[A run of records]
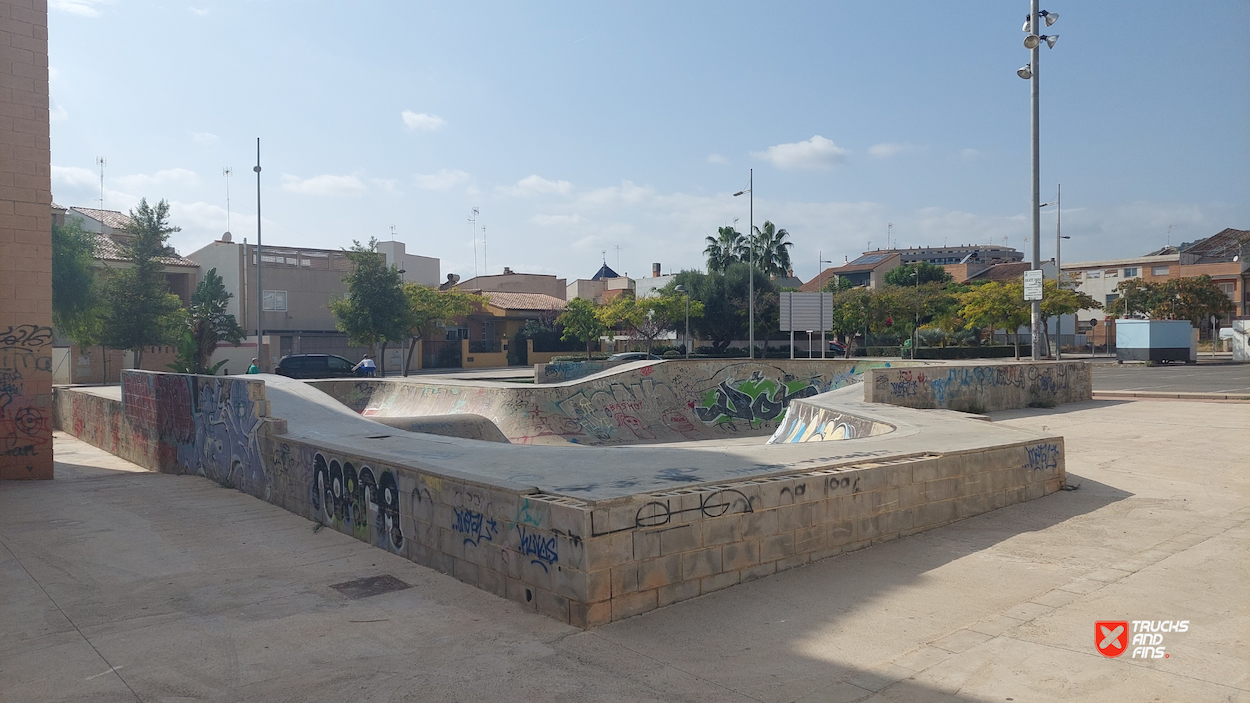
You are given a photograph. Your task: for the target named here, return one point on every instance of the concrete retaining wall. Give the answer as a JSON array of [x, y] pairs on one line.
[[981, 388], [671, 400]]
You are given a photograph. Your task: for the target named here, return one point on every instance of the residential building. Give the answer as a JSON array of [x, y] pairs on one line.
[[413, 267], [511, 282], [1220, 257], [868, 272], [601, 288]]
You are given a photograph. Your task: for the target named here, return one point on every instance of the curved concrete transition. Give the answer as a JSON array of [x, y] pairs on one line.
[[636, 403], [585, 534]]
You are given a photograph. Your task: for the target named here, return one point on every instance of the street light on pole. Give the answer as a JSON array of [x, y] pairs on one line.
[[750, 240], [1059, 268], [683, 290], [1029, 73], [820, 292]]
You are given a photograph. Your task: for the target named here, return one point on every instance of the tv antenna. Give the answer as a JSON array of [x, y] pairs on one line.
[[101, 161], [226, 173]]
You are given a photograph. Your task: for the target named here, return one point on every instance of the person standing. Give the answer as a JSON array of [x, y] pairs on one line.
[[366, 367]]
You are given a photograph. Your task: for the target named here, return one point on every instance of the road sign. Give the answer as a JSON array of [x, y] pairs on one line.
[[1033, 284]]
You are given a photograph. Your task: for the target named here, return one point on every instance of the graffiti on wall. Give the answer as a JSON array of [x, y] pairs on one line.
[[360, 500], [24, 418], [755, 399]]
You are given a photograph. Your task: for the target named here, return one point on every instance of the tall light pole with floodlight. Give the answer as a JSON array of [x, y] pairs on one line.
[[750, 247], [1059, 268], [1029, 71], [683, 290]]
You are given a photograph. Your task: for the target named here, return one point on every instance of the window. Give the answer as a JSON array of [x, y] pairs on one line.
[[275, 300]]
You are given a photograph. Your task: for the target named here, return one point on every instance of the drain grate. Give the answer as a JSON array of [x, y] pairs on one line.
[[370, 586]]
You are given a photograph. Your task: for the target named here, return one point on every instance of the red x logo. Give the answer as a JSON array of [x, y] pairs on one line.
[[1111, 637]]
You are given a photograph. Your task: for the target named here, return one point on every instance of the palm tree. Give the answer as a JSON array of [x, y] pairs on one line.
[[723, 250], [771, 249]]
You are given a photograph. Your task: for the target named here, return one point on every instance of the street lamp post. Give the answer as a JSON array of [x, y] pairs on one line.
[[684, 292], [820, 292], [1033, 43], [750, 239], [1059, 268]]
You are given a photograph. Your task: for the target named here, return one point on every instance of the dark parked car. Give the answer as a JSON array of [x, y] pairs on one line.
[[315, 365], [634, 357]]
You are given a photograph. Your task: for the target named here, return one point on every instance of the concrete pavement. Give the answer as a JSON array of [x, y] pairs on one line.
[[120, 584]]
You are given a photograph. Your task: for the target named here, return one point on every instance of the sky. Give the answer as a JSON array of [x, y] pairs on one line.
[[618, 131]]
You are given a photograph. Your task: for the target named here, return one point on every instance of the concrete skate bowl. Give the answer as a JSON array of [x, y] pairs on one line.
[[639, 403]]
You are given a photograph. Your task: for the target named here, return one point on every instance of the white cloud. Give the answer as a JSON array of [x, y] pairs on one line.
[[81, 8], [555, 220], [326, 184], [888, 149], [538, 185], [441, 180], [165, 178], [423, 121], [815, 153]]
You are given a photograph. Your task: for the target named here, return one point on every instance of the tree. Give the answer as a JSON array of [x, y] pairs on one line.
[[1193, 299], [728, 248], [996, 304], [429, 308], [76, 310], [649, 318], [581, 320], [905, 274], [375, 309], [139, 308], [206, 324], [1063, 302], [771, 250]]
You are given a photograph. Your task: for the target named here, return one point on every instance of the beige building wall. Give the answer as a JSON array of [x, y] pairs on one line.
[[25, 244]]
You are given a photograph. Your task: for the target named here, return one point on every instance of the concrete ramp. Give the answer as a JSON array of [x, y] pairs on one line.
[[636, 403]]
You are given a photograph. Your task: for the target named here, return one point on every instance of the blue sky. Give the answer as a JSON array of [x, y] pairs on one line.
[[578, 128]]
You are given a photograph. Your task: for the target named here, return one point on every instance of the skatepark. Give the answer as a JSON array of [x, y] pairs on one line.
[[595, 499]]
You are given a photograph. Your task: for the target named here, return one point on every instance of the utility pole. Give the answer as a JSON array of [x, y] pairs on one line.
[[260, 289]]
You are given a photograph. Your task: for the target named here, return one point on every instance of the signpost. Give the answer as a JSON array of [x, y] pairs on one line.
[[1033, 284], [806, 312]]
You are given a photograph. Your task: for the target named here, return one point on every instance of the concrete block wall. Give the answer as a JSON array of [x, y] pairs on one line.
[[981, 388], [25, 244]]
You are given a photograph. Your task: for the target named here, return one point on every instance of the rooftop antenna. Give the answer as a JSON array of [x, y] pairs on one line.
[[101, 161], [226, 173], [473, 218]]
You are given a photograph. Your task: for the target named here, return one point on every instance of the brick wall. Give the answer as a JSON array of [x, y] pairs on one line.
[[25, 244]]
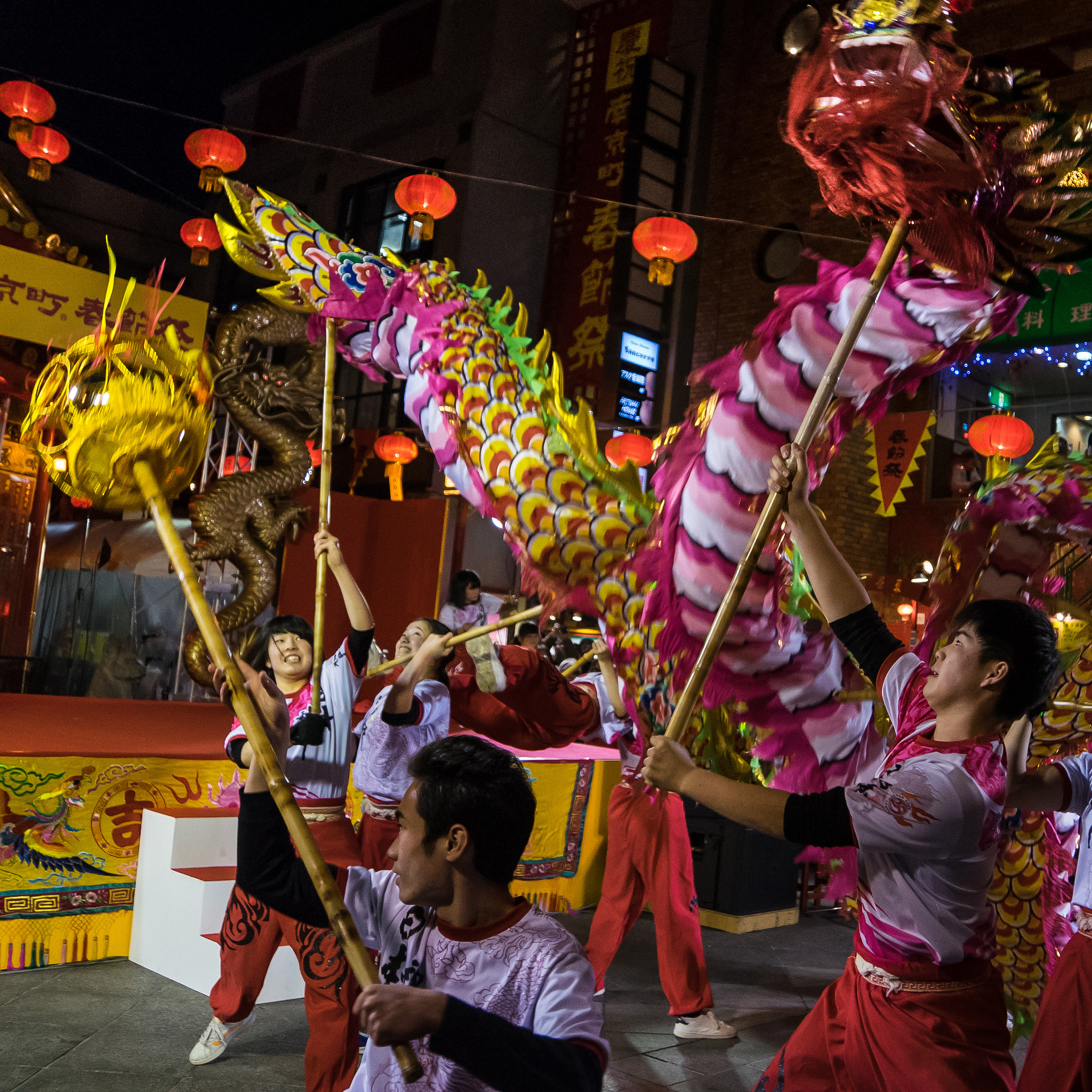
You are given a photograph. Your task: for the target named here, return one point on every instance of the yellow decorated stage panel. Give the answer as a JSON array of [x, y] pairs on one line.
[[70, 825]]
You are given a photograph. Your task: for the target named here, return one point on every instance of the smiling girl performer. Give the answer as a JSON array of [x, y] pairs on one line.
[[492, 992], [920, 1007], [413, 711], [319, 775]]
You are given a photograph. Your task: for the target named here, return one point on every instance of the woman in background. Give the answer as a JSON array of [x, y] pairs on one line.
[[468, 605]]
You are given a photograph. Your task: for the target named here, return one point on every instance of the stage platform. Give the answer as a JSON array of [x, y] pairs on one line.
[[77, 775]]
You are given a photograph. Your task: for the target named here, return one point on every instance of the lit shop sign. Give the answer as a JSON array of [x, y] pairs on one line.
[[637, 378]]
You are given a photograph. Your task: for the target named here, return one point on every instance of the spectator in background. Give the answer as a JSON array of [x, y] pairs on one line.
[[468, 605]]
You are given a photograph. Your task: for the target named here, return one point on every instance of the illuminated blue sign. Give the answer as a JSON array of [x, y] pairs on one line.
[[640, 351]]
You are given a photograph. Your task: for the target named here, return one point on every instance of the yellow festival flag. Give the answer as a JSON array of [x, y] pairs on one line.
[[898, 441], [44, 301]]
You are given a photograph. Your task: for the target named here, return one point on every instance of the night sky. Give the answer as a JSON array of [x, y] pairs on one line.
[[176, 56]]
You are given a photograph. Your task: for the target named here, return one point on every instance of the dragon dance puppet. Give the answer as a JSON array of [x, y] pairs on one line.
[[894, 119]]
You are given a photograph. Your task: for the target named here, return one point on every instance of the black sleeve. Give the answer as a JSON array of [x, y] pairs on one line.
[[513, 1059], [235, 751], [869, 640], [820, 820], [267, 864], [412, 716], [359, 643]]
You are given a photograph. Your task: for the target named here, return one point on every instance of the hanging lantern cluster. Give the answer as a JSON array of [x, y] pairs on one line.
[[396, 450], [664, 240], [201, 236], [218, 153], [427, 198], [28, 105], [633, 447]]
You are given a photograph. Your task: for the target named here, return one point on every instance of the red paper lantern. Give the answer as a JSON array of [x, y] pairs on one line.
[[43, 148], [664, 240], [28, 105], [633, 447], [216, 152], [395, 450], [1000, 435], [201, 236], [427, 198]]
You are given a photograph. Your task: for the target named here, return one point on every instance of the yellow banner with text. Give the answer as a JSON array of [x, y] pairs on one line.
[[46, 301]]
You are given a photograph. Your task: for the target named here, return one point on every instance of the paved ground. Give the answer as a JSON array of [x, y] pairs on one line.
[[114, 1027]]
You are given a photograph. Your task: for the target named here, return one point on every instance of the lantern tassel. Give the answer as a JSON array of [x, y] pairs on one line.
[[421, 225], [661, 271], [394, 473], [211, 181]]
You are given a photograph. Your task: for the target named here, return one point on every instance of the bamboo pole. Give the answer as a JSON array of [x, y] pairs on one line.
[[777, 501], [322, 565], [341, 921], [574, 668], [463, 638]]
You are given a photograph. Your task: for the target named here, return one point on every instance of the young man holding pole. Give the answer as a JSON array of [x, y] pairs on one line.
[[319, 774], [491, 990], [920, 1006]]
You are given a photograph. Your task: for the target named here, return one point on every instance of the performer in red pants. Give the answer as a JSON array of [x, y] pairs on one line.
[[319, 776], [649, 858]]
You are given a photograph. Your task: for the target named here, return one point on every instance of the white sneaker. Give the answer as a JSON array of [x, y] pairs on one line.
[[487, 668], [704, 1027], [214, 1040]]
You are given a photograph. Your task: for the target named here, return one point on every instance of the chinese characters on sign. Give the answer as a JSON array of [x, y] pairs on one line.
[[898, 441], [47, 302], [609, 41]]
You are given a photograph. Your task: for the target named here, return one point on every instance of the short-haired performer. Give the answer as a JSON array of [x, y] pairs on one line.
[[413, 711], [319, 774], [920, 1006], [1059, 1055], [492, 992]]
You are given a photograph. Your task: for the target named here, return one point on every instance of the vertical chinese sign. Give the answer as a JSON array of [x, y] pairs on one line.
[[608, 39], [898, 443]]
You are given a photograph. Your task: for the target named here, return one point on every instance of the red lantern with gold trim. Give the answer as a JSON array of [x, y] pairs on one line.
[[44, 148], [427, 198], [28, 105], [201, 236], [396, 450], [218, 153], [664, 240], [1000, 435], [633, 447]]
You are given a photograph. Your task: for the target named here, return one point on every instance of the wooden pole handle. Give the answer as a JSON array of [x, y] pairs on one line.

What is required: Please extract exactly, and only, the lines from the line containing "of the lantern" through the last line of the records.

Worked solution:
You are given a photograph. Your task: for the target named here, return one point on every instance of the lantern tassel. Give the answer as a JSON array of [x, y] pairs on one line.
[[421, 225], [661, 271], [394, 473], [211, 181]]
You are given a photograph. Your task: for the target named here, return one point on every instance of the bamboo pole. Give the answer as a JSON array of [x, y] pairs on one line.
[[777, 501], [322, 565], [341, 921], [574, 668], [463, 638]]
You are given a photograph. Your task: for the target named here, return one point on every instance of the young man holding pole. Give the answer as a JSON array of [x, y] pairs on one line.
[[319, 774], [491, 990], [920, 1006]]
You are given a photograph. Your task: for the target named here, return one point on every instance of the performer in red pants. Give the answer as a JSON array of [x, y] pairs on one line.
[[319, 776], [649, 858]]
You are given a photograph. Your task: for the target named here, return one point on every instance of the white sneaker. Give the answer as a JSON array of [x, y] pairs on one line.
[[487, 668], [704, 1027], [214, 1040]]
You are given a photograph. Your task: for the target named here, return one point on every instance of the chinese characters on sign. Give the answer as a JSON array of [x, y] pairs on one line.
[[898, 441], [47, 302], [609, 41]]
You are given a photograph. Your task: for the target named here, return one point on every instance of the short-haired performer. Give the answer as a JSON array of [x, y] pairs on one line.
[[413, 711], [319, 774], [920, 1006], [1059, 1055], [492, 992]]
You are given a photograph. Your task: for the target named here, return one point on every instance of the vertical chinese sign. Give the answer as a JSON array of [x, y] pairs on one line.
[[608, 39], [898, 443]]
You are given a photograph. Your task: for the target named here, return one point on every instance of the red lantern with gold trim. Give the answer as a JSON array of [x, y] pairs on one line.
[[44, 148], [427, 198], [28, 105], [201, 236], [396, 450], [218, 153], [664, 240], [1000, 435], [633, 447]]
You are given a photograph. Your task: for the target named here, return one point on every instance of the wooden pole handle. Give the answer as a JSON array of [x, y] pairs on one line.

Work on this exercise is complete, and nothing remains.